→ **WHAT THE TASK ASKS**
Rewrite the listing below with "directive" replaced by "instruction" wherever it occurs, keeping every other line and character the same. Leave the pictures out of your version.

▽

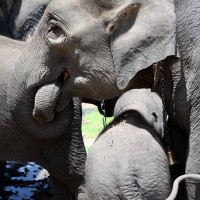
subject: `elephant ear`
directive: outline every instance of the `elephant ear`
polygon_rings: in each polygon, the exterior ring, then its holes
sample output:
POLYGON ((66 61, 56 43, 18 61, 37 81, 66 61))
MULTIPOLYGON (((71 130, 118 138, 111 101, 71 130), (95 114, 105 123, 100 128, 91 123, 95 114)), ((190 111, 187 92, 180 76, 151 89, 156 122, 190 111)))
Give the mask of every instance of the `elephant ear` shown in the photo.
POLYGON ((154 130, 163 137, 163 109, 162 100, 150 89, 134 89, 122 94, 118 99, 114 117, 128 111, 137 111, 154 130))
POLYGON ((106 17, 119 89, 125 89, 140 70, 168 56, 178 57, 173 1, 135 2, 121 1, 106 17))

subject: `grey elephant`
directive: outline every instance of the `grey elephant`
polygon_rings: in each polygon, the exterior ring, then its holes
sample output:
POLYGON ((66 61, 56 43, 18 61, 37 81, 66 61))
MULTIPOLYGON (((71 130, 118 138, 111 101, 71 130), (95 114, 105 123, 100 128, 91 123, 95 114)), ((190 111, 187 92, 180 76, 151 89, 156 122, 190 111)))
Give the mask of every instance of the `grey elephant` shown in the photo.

△

→ **ANSWER BELOW**
subject: `elephant ear`
instruction: outline every instance of the `elephant ear`
polygon_rings: in each polygon, the exterior ring, then its holes
sample output:
POLYGON ((66 61, 56 43, 18 61, 37 81, 66 61))
MULTIPOLYGON (((71 130, 118 138, 111 101, 71 130), (95 114, 105 123, 100 128, 91 123, 95 114)), ((190 111, 187 92, 180 76, 151 89, 156 122, 190 111)))
Give the mask of every instance of the `elephant ear` shown in the photo.
POLYGON ((154 130, 163 137, 163 109, 162 100, 150 89, 134 89, 122 94, 118 99, 114 117, 128 111, 137 111, 154 130))
POLYGON ((106 17, 119 89, 125 89, 140 70, 168 56, 178 57, 173 1, 135 2, 121 1, 106 17))

subject: `grey elephant`
instruction: outline every instance of the `grey elephant`
polygon_rings: in each polygon, the exterior ring, then its holes
sample output:
POLYGON ((66 61, 56 43, 18 61, 37 81, 66 61))
MULTIPOLYGON (((71 130, 118 138, 111 101, 71 130), (95 114, 105 123, 100 128, 91 123, 95 114)), ((190 111, 187 92, 180 76, 151 89, 156 122, 190 111)))
Give the mask of every instance of the `grey elephant` shown in the photo.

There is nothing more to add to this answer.